▸ Task brief
The answer must be the full listing, word for word, with no pictures in it.

▸ Input records

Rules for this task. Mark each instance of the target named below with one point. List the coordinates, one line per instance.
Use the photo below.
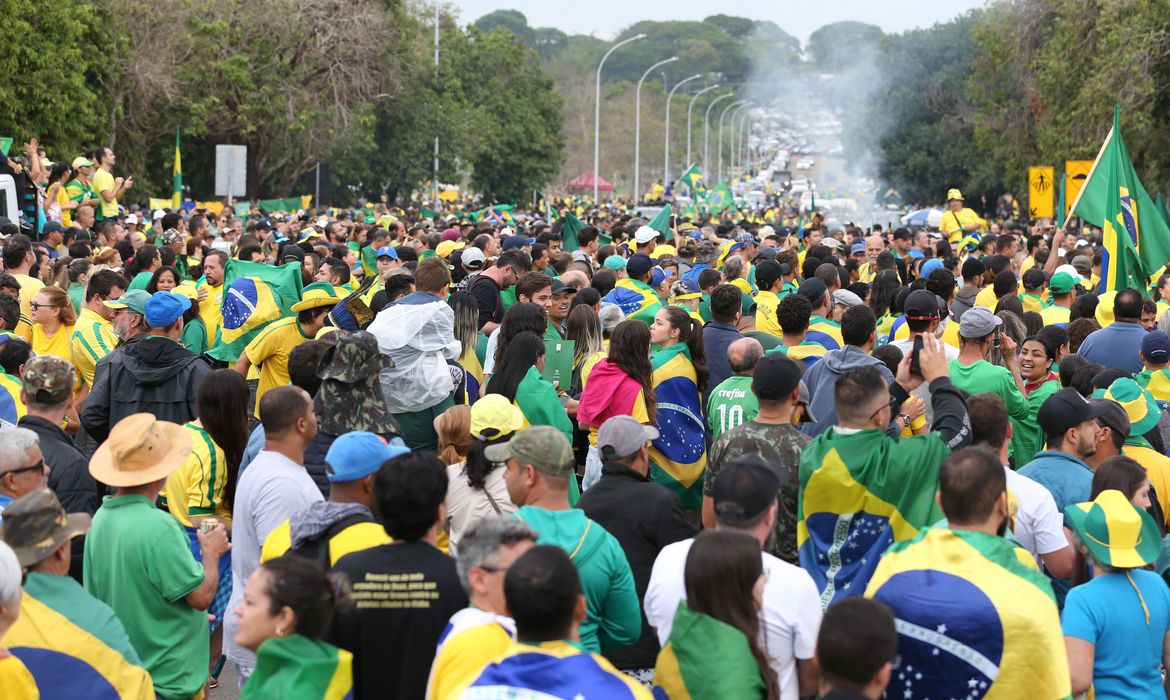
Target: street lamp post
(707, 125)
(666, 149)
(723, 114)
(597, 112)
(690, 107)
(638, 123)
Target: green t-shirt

▸ Response for this exercise
Rules for this task. Mark each instance of the target named below with one point. List the coordinates, one line per instance.
Use the photo below.
Target: street lamp post
(707, 125)
(666, 149)
(723, 114)
(597, 112)
(690, 107)
(638, 123)
Target: green t-shirt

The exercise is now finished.